Travail demandé –
D'après le texte sur le projet Trauma-AID, par quel programme l'essai contrôlé randomisé est-il financé ?

***** Texte *****

Cet article présente les données initiales du projet Trauma-AID (titre complet : Eye movement desensitisation and reprocessing for symptoms of TSPT in adults with intellectual disabilities), qui est un essai contrôlé randomisé (ECR) d’une intervention PES + EMDR adaptée aux personnes ayant une déficience intellectuelle qui recrute actuellement des participants (financé par le programme d’évaluation des technologies de la santé (ETS) du National Institute for Health Research (NIHR)). Le projet a débuté par une étude de faisabilité visant principalement à tester l’acceptabilité de l’intervention PES-EMDR. Une deuxième étude de faisabilité a ensuite été lancée pour examiner l’acceptabilité de la prestation à distance ou hybride, à la suite de la pandémie de COVID-19 et du passage à un modèle de travail à distance dans les sites participants. Cet article présente les résultats de ces études de faisabilité. (Une publication séparée présentera un compte-rendu détaillé du protocole de l’essai clinique randomisé). Notre objectif était de confirmer l’acceptabilité du protocole PES-EMDR adapté mis en œuvre dans l’étude Trauma-AID, et d’évaluer l’acceptabilité et la faisabilité de la prestation à distance de l’intervention. En raison de la pandémie, la prestation à distance des interventions est devenue une pratique courante dans de nombreux services de psychologie clinique. À notre connaissance, c’est la première fois que l’EMDR est administré à distance à des personnes souffrant de déficiences intellectuelles.

***** Données fournies *****

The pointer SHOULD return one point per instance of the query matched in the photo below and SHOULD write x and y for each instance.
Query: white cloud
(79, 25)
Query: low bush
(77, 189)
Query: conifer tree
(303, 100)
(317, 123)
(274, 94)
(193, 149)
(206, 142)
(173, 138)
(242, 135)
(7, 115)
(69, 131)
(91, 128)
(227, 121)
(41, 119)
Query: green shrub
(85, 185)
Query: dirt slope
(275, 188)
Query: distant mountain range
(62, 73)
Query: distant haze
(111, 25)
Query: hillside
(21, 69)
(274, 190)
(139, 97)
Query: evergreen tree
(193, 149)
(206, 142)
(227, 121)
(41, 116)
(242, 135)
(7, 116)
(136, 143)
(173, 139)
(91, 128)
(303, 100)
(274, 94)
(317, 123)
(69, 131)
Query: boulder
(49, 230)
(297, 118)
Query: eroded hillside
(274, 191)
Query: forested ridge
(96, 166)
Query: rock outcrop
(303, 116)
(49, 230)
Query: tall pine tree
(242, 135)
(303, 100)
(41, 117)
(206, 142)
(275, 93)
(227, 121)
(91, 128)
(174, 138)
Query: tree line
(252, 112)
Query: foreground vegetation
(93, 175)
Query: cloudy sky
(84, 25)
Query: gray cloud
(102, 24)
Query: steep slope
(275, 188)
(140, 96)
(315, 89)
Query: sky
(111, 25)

*****
***** Données fournies *****

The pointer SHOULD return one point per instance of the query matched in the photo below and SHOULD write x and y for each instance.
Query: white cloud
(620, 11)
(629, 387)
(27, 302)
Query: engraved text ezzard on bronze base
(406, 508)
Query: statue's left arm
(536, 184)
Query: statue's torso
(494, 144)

*****

Solution proposée –
Il est financé par le programme d'évaluation des technologies de la santé (ETS) du National Institute for Health Research (NIHR).